Document excerpt:
____

Album. Released 2008.  

BBC Review

One for completists only.

Michael Quinn 2008

Join The Band arrives 29 years almost to the day that Little Feat founder Lowell George passed away at the age of 34.

What he might have made of this decidedly relaxed trawl by surviving band members through the back catalogue in the company of assorted 'friends' is probably best left unanswered. A nod towards modernity throws in material new to the band, most notably in the shape of Wood Guthrie's anthemic This Land is Your Land.

A cautionary word to begin with: if the word 'friends' has fabled Feat collaborators such as Dylan, Willie Nelson, Brian Wilson or John Lee Hooker leaping excitedly to mind, heightening the anticipation of what is to come, prepare to be disappointed.

The brightest luminary to be found here is Emmylou Harris who brings the curtain down on the 14-track compendium with an agreeable enough cover of 1972's Sailin' Shoes, the title track of the band's second album. Arguably, Bob Seger could also lay claim to A-List credentials, and certainly he delivers a red-blooded version of the Jeffrey Steele penned Something In The Water with all the country-rocker credentials he can muster.

After that, well… it really all depends on whether you remember Little Feat as something more than mere bluesy, alt-country crooners. And whether your boat is floated by the thought of Vince Gill (who puts in two appearances, most successfully on Spanish Moon from 1974's fourth long-player, Feats Don't Fail Me Now), or another two-time guest, Jimmy Buffett, who reprises his own Will Kimbrough/Gwil Owen-penned signature, Champion Of The World, with wistful rootsy conviction.

The trouble is, the more you listen to these perfectly adequately delivered performances, the more you begin to detect an unsettlingly self-satisfied accent, one heightened rather than diluted by the assembled fawning extras, who include banjo virtuoso Béla Fleck, slide guitar bluesman Sonny Landreth, and rhinestone-coated country-and-western duo, Brooks and Dunn.

Making an album just because you can is surely not enough reason to actually do so, especially when it turns out to be as self-referentially dull and uninspiring as this.

It's probably best not to wonder what the inspirational Lowell George would have made of this schmaltzy flavour-free smorgasbord. One for completists only.

____

Stated problem:
From the album review, list every song title the review mentions, in order of appearance.

[Named-object pointing records]
____

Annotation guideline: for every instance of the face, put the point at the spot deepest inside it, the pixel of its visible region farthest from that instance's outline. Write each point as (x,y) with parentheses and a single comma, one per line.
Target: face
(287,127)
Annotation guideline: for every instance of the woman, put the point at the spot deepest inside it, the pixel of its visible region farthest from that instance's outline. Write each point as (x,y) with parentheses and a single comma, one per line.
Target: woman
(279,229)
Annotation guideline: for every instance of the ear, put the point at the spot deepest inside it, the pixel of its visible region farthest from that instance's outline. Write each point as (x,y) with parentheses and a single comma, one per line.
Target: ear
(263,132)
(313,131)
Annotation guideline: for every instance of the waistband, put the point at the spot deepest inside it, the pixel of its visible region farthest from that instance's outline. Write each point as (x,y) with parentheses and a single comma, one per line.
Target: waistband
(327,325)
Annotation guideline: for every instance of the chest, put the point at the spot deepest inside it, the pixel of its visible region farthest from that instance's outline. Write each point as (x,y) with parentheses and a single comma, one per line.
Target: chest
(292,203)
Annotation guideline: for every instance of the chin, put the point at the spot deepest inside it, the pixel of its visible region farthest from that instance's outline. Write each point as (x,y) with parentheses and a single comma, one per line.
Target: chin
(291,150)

____

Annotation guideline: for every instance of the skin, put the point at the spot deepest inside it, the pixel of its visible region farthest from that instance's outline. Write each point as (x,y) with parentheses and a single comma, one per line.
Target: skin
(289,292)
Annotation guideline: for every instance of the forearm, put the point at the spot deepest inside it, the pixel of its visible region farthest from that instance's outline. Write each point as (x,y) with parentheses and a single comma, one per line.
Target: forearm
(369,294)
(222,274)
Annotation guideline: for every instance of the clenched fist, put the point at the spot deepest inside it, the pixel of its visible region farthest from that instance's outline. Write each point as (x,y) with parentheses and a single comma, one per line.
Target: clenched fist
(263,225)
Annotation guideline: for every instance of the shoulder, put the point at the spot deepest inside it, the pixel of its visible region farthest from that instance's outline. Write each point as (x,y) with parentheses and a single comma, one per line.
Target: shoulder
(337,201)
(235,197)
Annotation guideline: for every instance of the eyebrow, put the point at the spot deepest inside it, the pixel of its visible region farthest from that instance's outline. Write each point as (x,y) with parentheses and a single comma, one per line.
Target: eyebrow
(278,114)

____

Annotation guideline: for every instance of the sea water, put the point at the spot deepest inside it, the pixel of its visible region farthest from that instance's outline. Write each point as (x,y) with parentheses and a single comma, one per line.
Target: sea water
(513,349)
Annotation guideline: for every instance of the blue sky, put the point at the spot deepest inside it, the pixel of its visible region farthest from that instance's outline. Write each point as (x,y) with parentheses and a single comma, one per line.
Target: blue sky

____

Written answer:
This Land is Your Land
Sailin' Shoes
Something In The Water
Spanish Moon
Champion Of The World